◆ Tasks and exercises:
1. In the article below, rewrite the paragraph that begins "Steele was speaking at a rally" as a bulleted list, keeping its main facts.
2. Summarize the article below in two sentences.

◆ Excerpt to read:

..............................

Pa. an "important battleground," says GOP chairman
Republican National Chairman Michael Steele said Tuesday that Pennsylvania was "an important battleground, a line in the sand" in the GOP's campaign to retake control of Congress in the midterm elections this fall.
Republican National Chairman Michael Steele said Tuesday that Pennsylvania was "an important battleground, a line in the sand" in the GOP's campaign to retake control of Congress in the midterm elections this fall.
Steele was speaking at a rally attended by 150 Republican activists in Blue Bell, joined on stage by the party's U.S. Senate candidate, Pat Toomey; lieutenant governor nominee, Jim Cawley; and eight GOP candidates for the U.S. House.
"Don't let these folks down," Steele said. "Make sure the doors are knocked, the dollars are raised, and the neighbors are touched - and the message sent out that this is the change Pennsylvanians wanted, not that craziness they're doing down in Washington."

..............................

◆ Excerpted records:
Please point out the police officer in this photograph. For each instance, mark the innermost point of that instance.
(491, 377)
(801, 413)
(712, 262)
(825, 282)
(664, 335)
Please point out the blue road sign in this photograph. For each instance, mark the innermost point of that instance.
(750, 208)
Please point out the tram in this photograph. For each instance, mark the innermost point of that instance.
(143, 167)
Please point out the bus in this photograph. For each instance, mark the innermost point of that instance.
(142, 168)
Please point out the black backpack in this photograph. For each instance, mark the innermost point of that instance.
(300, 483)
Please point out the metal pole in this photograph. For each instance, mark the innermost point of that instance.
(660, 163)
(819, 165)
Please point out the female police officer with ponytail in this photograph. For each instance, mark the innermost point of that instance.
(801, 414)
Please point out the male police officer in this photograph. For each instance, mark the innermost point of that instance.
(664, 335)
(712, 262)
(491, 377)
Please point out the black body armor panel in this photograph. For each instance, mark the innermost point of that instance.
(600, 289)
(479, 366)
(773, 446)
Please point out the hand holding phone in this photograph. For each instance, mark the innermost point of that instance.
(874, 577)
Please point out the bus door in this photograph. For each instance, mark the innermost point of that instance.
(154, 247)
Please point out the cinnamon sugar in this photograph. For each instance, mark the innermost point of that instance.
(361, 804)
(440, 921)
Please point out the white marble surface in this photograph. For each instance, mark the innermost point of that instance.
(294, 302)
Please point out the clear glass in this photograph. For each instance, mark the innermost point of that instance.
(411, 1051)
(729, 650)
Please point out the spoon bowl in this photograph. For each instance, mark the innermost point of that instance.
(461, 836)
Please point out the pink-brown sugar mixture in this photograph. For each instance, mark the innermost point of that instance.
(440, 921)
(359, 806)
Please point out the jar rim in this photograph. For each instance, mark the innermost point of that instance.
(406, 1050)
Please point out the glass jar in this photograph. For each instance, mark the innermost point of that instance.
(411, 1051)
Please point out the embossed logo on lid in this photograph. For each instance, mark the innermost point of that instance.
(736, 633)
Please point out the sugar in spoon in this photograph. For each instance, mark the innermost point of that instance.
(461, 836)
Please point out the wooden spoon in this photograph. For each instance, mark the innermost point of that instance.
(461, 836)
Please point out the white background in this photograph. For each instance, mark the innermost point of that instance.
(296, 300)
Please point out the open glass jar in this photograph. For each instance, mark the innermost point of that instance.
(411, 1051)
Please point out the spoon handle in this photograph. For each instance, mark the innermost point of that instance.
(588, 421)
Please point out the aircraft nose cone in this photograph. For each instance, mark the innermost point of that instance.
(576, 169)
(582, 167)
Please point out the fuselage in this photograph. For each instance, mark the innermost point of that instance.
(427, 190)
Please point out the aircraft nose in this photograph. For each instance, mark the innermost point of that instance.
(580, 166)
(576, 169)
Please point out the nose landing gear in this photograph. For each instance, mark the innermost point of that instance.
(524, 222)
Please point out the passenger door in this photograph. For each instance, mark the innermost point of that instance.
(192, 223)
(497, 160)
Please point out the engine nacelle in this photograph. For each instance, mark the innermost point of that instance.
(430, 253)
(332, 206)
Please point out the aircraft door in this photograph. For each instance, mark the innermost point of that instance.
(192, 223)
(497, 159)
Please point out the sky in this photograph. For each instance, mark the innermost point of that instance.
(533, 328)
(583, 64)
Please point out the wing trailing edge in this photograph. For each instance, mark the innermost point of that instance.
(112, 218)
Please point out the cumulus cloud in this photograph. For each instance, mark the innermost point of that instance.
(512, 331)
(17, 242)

..............................

◆ Solution set:
1.
- Steele spoke at a rally in Blue Bell.
- The rally was attended by 150 Republican activists.
- On stage with him were U.S. Senate candidate Pat Toomey, lieutenant governor nominee Jim Cawley, and eight GOP candidates for the U.S. House.

2. Republican National Chairman Michael Steele said Tuesday that Pennsylvania was "an important battleground, a line in the sand" in the GOP's campaign to retake control of Congress in this fall's midterm elections. At a Blue Bell rally of 150 Republican activists, joined on stage by Senate candidate Pat Toomey, lieutenant governor nominee Jim Cawley and eight House candidates, he urged supporters to knock on doors, raise money and reach their neighbors.